▶ **Task goal**: All of the records that follow need to be copied word for word, without the pictures.

[Saved entries]
========================================================================

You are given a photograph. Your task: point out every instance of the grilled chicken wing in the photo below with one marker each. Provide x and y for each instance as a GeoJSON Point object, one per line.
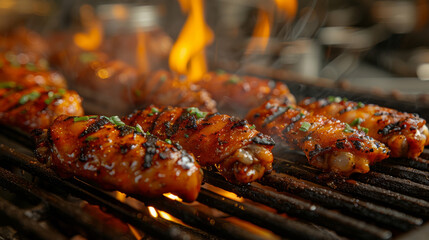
{"type": "Point", "coordinates": [118, 157]}
{"type": "Point", "coordinates": [405, 134]}
{"type": "Point", "coordinates": [27, 71]}
{"type": "Point", "coordinates": [163, 88]}
{"type": "Point", "coordinates": [328, 143]}
{"type": "Point", "coordinates": [239, 152]}
{"type": "Point", "coordinates": [242, 93]}
{"type": "Point", "coordinates": [35, 107]}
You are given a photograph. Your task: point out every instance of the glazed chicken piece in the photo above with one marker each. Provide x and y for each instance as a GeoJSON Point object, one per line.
{"type": "Point", "coordinates": [405, 134]}
{"type": "Point", "coordinates": [239, 94]}
{"type": "Point", "coordinates": [118, 157]}
{"type": "Point", "coordinates": [163, 88]}
{"type": "Point", "coordinates": [329, 144]}
{"type": "Point", "coordinates": [36, 107]}
{"type": "Point", "coordinates": [26, 70]}
{"type": "Point", "coordinates": [239, 152]}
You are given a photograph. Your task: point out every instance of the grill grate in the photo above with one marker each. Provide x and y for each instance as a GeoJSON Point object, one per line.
{"type": "Point", "coordinates": [294, 201]}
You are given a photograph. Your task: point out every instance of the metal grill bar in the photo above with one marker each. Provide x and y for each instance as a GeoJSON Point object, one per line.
{"type": "Point", "coordinates": [140, 219]}
{"type": "Point", "coordinates": [340, 223]}
{"type": "Point", "coordinates": [405, 203]}
{"type": "Point", "coordinates": [258, 216]}
{"type": "Point", "coordinates": [329, 198]}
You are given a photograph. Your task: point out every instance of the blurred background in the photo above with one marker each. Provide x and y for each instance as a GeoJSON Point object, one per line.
{"type": "Point", "coordinates": [379, 46]}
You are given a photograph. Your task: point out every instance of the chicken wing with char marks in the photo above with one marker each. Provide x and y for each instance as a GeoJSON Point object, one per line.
{"type": "Point", "coordinates": [328, 143]}
{"type": "Point", "coordinates": [36, 107]}
{"type": "Point", "coordinates": [240, 153]}
{"type": "Point", "coordinates": [118, 157]}
{"type": "Point", "coordinates": [405, 134]}
{"type": "Point", "coordinates": [239, 94]}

========================================================================

▶ **Result of the exercise**:
You are given a photograph. Your task: point out every instance of the grilled chicken wing in the photo below with one marker each. Provide x and y for each instance as a GeoJSON Point object, one per line.
{"type": "Point", "coordinates": [118, 157]}
{"type": "Point", "coordinates": [405, 134]}
{"type": "Point", "coordinates": [27, 71]}
{"type": "Point", "coordinates": [163, 88]}
{"type": "Point", "coordinates": [328, 143]}
{"type": "Point", "coordinates": [239, 152]}
{"type": "Point", "coordinates": [242, 93]}
{"type": "Point", "coordinates": [35, 107]}
You are given a photograph. Your task: point out every instance of the glazed chicken piece in the photo above with one marker each. Provide x and y for each instance as a GeoJSON Point object, one per line.
{"type": "Point", "coordinates": [405, 134]}
{"type": "Point", "coordinates": [239, 94]}
{"type": "Point", "coordinates": [118, 157]}
{"type": "Point", "coordinates": [163, 88]}
{"type": "Point", "coordinates": [329, 144]}
{"type": "Point", "coordinates": [36, 107]}
{"type": "Point", "coordinates": [26, 70]}
{"type": "Point", "coordinates": [239, 152]}
You are given a photograph. Your task: point out every instance of the grill grate in the photo above with one marker each. Provide x and y for each instance as a GeoJSON Point object, one per line.
{"type": "Point", "coordinates": [294, 201]}
You are given a photograph. Your task: point out every instance of the metal grill bar in the photo above with one marker each. Provide x and y for each instance as a GeoJSON Point object, one per line.
{"type": "Point", "coordinates": [140, 219]}
{"type": "Point", "coordinates": [340, 223]}
{"type": "Point", "coordinates": [405, 203]}
{"type": "Point", "coordinates": [258, 216]}
{"type": "Point", "coordinates": [329, 198]}
You are given a photograph. Your task: point out every instance of the blurred background in the photo above with one marker each. Provide x and y for each instance as a GeoJSON Point object, one per line.
{"type": "Point", "coordinates": [379, 46]}
You are given a photograph. Your task: point out every instance of the chicken wing with char marks in the photo above with one marker each. Provide x and y for each instance as a GeoJSON Point object, one per line.
{"type": "Point", "coordinates": [328, 143]}
{"type": "Point", "coordinates": [36, 107]}
{"type": "Point", "coordinates": [240, 153]}
{"type": "Point", "coordinates": [118, 157]}
{"type": "Point", "coordinates": [405, 134]}
{"type": "Point", "coordinates": [239, 94]}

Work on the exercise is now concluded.